What to work on » Pick out and copy every line in the records below that contains the string "faucet". Case counts.

>> BEGIN

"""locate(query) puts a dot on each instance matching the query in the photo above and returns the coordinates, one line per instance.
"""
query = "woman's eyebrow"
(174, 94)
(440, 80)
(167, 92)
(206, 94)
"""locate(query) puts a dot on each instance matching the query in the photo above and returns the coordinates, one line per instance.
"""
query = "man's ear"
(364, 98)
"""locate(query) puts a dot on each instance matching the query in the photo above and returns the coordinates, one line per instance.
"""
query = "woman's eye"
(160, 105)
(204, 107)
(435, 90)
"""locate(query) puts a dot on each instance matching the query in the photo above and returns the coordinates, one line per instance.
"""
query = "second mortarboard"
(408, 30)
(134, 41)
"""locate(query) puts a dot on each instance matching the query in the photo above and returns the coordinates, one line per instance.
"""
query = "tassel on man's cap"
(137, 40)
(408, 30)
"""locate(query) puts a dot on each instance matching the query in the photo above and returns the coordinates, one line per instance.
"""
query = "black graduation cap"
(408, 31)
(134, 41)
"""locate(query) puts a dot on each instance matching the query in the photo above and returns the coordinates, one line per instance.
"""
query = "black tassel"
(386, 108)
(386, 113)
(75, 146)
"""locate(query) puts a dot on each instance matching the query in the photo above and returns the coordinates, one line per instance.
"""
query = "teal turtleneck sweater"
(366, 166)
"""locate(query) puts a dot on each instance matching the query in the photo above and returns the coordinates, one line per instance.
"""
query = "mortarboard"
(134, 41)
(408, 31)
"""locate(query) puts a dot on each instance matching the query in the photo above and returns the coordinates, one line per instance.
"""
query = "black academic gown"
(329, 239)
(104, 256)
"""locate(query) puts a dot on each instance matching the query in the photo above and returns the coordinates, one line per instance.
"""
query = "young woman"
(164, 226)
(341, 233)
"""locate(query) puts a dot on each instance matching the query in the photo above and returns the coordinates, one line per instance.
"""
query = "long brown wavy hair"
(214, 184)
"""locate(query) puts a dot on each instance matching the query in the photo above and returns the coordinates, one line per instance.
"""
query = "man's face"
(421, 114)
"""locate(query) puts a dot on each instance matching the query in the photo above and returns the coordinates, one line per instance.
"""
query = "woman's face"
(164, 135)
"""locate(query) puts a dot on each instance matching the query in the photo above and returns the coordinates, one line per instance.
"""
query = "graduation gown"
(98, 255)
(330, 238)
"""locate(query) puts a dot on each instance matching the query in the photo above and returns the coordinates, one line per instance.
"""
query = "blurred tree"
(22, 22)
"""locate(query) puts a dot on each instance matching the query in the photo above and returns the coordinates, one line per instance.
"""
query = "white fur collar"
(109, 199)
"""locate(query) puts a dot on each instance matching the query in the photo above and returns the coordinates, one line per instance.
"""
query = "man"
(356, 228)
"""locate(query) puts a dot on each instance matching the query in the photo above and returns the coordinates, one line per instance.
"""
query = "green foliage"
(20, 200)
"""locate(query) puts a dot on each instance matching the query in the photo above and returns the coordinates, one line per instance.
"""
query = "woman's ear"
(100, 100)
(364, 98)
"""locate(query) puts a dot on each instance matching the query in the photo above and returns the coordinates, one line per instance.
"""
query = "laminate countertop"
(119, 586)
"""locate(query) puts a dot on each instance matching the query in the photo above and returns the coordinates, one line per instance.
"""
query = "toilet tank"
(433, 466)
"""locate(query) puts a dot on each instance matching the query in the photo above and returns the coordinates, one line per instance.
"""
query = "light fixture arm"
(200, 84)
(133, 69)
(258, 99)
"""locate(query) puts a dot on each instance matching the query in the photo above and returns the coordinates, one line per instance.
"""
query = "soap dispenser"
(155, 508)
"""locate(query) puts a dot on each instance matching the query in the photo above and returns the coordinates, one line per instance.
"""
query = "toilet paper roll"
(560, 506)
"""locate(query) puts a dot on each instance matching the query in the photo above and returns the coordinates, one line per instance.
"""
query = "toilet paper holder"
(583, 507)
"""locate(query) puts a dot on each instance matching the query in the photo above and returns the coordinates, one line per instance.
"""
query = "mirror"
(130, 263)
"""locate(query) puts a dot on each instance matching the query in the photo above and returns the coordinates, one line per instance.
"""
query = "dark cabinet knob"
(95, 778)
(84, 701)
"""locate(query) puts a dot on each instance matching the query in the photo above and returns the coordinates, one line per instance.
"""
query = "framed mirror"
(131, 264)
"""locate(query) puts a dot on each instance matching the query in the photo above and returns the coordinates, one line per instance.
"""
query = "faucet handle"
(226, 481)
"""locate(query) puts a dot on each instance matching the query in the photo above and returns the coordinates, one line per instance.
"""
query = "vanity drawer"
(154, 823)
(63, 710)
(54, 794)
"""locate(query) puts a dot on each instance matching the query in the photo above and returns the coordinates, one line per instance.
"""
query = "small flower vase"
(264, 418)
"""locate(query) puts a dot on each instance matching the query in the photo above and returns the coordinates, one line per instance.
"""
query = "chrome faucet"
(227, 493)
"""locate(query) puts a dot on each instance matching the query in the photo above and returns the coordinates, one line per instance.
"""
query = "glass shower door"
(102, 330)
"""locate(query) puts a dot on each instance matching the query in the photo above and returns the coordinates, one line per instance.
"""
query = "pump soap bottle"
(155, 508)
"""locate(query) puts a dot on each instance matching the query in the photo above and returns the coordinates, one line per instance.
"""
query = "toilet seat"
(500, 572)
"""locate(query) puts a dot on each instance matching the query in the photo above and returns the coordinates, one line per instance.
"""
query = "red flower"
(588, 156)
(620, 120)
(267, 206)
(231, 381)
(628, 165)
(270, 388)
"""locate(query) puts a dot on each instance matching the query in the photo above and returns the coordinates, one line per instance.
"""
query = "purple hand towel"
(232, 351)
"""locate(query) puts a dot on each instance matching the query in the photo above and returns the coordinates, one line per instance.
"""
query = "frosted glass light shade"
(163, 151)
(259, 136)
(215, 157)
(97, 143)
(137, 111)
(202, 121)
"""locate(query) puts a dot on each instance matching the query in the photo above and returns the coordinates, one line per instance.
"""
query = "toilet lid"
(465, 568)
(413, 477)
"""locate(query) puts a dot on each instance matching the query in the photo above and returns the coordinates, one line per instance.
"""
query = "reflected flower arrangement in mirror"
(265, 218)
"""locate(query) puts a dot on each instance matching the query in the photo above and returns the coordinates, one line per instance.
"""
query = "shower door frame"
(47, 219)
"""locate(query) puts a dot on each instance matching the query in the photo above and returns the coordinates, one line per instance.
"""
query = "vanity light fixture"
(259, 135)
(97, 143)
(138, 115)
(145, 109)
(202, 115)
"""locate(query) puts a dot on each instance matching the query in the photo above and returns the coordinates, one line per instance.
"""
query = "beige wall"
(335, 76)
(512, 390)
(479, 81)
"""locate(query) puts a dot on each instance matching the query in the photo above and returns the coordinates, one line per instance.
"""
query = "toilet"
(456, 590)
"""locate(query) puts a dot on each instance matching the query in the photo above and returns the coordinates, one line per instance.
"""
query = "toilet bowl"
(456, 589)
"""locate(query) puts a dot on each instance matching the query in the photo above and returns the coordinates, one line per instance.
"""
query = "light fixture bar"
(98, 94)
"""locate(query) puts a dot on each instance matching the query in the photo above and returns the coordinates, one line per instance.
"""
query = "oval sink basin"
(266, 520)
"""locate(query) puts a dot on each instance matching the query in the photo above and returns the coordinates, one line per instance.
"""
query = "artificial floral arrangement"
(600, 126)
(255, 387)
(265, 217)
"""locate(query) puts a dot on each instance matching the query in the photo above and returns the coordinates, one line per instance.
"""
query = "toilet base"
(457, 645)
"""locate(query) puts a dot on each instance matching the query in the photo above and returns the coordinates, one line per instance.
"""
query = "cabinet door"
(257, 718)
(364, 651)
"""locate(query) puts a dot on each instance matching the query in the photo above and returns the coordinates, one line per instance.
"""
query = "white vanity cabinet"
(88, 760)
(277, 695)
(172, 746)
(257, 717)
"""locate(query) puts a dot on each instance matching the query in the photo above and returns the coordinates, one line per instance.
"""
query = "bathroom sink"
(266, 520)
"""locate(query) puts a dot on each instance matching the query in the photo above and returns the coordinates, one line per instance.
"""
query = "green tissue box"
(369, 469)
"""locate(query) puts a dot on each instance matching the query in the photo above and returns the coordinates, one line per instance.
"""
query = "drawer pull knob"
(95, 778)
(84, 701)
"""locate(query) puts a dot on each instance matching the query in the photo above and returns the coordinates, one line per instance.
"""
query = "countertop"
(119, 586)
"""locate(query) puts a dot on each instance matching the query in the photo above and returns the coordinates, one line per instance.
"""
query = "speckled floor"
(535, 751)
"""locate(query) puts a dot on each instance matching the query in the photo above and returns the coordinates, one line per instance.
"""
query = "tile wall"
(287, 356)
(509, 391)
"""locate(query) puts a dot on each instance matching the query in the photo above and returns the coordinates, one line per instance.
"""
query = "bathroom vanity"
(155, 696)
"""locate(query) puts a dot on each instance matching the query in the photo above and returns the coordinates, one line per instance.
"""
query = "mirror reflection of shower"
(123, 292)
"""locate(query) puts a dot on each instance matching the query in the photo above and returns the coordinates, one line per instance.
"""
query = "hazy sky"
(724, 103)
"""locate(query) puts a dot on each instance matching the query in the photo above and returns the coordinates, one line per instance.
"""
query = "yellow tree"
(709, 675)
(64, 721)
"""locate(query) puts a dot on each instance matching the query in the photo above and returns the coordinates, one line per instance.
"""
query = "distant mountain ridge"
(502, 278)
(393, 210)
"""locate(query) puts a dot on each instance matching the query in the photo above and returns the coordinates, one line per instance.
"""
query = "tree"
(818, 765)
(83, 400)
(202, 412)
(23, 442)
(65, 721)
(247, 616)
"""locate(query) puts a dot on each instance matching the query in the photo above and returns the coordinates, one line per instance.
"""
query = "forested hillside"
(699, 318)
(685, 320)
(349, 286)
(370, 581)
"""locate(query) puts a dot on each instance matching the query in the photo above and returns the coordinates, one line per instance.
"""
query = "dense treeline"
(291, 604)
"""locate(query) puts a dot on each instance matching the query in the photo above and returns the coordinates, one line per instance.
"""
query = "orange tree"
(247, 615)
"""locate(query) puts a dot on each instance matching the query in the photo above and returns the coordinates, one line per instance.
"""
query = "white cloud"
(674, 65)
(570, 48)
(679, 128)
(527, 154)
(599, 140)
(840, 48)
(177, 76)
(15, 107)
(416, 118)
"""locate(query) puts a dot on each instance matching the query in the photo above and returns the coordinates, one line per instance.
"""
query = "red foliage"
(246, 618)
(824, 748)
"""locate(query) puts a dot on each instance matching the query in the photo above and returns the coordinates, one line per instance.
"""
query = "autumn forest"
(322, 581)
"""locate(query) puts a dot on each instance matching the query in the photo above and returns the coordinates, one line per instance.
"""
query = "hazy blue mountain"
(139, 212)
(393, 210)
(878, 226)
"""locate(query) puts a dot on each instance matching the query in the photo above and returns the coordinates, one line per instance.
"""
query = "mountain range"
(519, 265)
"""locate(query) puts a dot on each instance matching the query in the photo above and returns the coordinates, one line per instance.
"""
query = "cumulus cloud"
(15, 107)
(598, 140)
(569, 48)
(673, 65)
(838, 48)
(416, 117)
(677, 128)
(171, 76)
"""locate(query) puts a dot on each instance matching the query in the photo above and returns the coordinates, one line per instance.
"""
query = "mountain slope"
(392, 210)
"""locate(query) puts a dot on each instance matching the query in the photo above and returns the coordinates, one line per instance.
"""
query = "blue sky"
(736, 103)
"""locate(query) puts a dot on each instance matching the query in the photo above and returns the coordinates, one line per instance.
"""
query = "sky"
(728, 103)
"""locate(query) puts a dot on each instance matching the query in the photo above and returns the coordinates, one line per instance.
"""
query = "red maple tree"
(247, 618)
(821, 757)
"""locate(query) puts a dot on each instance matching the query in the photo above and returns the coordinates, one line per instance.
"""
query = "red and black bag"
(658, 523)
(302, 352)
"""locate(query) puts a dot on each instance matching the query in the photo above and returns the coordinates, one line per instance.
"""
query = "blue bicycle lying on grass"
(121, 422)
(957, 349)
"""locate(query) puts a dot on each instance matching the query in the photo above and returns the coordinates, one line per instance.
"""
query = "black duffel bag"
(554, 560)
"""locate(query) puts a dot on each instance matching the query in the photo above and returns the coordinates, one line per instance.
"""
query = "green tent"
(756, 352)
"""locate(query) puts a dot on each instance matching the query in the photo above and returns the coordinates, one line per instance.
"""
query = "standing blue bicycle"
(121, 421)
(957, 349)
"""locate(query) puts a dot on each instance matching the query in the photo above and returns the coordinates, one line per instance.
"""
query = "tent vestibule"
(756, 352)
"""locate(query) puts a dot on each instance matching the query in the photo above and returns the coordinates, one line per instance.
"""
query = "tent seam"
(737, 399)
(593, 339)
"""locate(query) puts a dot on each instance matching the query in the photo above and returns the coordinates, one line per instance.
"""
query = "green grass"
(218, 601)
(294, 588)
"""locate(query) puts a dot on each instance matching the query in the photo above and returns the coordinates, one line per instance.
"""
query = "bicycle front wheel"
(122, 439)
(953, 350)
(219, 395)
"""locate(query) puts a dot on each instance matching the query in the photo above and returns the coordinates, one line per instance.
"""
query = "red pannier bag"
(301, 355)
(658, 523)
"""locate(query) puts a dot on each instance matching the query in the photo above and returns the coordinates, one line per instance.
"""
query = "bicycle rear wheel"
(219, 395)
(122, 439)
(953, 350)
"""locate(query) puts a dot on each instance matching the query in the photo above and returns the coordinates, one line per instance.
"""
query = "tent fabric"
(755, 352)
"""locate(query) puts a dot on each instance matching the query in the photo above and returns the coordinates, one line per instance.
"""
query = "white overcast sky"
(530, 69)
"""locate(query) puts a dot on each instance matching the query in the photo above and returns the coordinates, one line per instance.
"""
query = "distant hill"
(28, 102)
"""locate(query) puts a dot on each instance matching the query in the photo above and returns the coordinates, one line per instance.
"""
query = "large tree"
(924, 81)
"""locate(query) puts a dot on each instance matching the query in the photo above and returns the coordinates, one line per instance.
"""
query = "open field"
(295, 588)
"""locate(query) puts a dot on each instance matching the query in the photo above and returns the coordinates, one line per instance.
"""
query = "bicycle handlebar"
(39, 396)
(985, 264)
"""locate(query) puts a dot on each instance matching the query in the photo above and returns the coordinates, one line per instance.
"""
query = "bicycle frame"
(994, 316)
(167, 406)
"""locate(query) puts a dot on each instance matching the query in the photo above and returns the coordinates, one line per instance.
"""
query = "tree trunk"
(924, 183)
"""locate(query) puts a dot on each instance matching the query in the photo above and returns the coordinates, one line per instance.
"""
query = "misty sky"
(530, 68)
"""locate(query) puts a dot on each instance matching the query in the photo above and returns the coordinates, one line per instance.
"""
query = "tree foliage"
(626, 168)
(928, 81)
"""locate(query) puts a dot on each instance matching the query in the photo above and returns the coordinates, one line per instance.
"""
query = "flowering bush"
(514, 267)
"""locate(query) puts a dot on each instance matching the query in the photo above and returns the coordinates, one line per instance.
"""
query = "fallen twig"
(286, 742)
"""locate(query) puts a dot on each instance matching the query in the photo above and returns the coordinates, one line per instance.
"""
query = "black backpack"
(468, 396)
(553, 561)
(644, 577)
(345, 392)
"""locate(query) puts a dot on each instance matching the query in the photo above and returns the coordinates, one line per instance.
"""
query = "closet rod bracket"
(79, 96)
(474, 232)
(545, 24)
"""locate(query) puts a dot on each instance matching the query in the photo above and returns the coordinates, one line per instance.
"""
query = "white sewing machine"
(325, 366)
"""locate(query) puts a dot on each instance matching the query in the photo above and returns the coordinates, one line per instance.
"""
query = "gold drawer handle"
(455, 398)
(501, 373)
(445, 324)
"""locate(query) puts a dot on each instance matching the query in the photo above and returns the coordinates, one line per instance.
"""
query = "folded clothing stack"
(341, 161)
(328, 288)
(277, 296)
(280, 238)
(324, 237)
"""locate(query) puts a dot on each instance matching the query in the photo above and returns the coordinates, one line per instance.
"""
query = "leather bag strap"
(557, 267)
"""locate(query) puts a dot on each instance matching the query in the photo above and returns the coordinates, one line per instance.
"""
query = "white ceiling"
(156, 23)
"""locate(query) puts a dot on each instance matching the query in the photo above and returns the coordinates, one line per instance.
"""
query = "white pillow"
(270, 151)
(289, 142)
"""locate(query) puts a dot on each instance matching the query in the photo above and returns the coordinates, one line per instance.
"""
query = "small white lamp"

>> END

Solved problem »
query = "faucet handle"
query = "chrome faucet"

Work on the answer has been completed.